Consigne —
Répondez aux questions suivantes d'après l'extrait sur la seiche.
(a) De combien de couleurs différentes sont les pigments des cellules chromatiques ?
(b) Combien de chambres oculaires les yeux de la seiche contiennent-ils ?
(c) Quels animaux sont donnés comme exemples d'Arthropodes ?

Pour contrôler 28 millions de cellules… on imagine aisément que le « câblage » doit être conséquent et qu’il faut une sacrée puissance de calcul. Les scientifiques parlent de peau « électrique » : dès que l’information visuelle arrive au cerveau, elle est renvoyée vers les cellules chromatiques qui contiennent des pigments de cinq couleurs différentes (jaune, orange, rouge, brun et noir) et qui peuvent s’adapter en une fraction de seconde par dilatation ou contraction différentielle. Une peau avec plusieurs centaines de chromatophores par millimètres carré… C’est mieux qu’une TV 4k. 

Elles sont capables de reproduire jusqu’aux reflets de lumières induits par les mouvements de l’eau. Ces découvertes me semblaient bien justifier un petit article et j’étais prêt à boucler quand Brigitte, une plongeuse biologiste du DST me signala en outre que l’œil de la seiche est aussi un bon exemple de «convergence évolutive»… c’est-à-dire que l’on retrouve chez les Céphalopodes un œil dont la structure, résultant de l’évolution, est assez similaire à celle des Vertébrés alors qu’il s’agit de deux embranchements indépendants (les Cordés et les Mollusques) dans la grande taxonomie du vivant. Impossible donc de terminer cet article sans expliquer qu’effectivement les yeux de la seiche ne contiennent qu’une seule chambre oculaire (comme les Vertébrés) à l’inverse des Arthropodes (comme les crevettes ou les écrevisses), par exemple, qui ont généralement des yeux composés. On peut donc dire que les yeux à cristallin des Vertébrés et des Céphalopodes représentent des adaptations convergentes à la vision, car ils ont un certain nombre de traits communs.

Documents fournis —
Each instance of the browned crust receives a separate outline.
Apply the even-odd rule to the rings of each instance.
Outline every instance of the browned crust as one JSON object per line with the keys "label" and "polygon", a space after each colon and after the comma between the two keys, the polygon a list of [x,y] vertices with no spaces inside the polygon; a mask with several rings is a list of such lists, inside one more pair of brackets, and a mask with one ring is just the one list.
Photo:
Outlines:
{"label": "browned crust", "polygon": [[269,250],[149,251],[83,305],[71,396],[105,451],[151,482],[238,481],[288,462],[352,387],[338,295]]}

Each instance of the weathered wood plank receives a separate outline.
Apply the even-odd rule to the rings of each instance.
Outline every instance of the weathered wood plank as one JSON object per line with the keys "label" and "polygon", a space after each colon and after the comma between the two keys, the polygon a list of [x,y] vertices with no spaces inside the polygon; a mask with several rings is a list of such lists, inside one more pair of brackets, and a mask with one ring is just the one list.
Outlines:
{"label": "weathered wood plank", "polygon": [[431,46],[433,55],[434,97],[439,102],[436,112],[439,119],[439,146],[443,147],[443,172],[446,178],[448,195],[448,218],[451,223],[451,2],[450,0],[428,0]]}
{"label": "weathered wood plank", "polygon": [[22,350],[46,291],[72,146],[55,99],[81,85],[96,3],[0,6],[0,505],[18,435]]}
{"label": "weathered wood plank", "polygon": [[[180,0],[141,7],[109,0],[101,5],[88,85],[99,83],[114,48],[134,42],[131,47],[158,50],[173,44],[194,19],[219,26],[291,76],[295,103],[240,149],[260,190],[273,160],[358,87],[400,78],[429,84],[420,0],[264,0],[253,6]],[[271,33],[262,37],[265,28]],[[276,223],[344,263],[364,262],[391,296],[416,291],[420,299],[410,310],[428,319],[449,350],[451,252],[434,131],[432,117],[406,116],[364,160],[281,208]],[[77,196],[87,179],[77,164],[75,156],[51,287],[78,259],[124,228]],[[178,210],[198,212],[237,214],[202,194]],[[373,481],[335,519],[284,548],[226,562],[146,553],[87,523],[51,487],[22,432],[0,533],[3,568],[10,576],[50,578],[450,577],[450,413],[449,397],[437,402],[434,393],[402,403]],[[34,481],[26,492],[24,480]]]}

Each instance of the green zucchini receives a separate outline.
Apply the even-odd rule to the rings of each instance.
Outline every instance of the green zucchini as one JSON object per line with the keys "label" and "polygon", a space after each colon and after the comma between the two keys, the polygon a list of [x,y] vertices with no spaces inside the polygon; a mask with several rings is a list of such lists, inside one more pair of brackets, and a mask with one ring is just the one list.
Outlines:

Réponse —
(a) De cinq couleurs : jaune, orange, rouge, brun et noir.
(b) Une seule, comme chez les Vertébrés.
(c) Les crevettes et les écrevisses.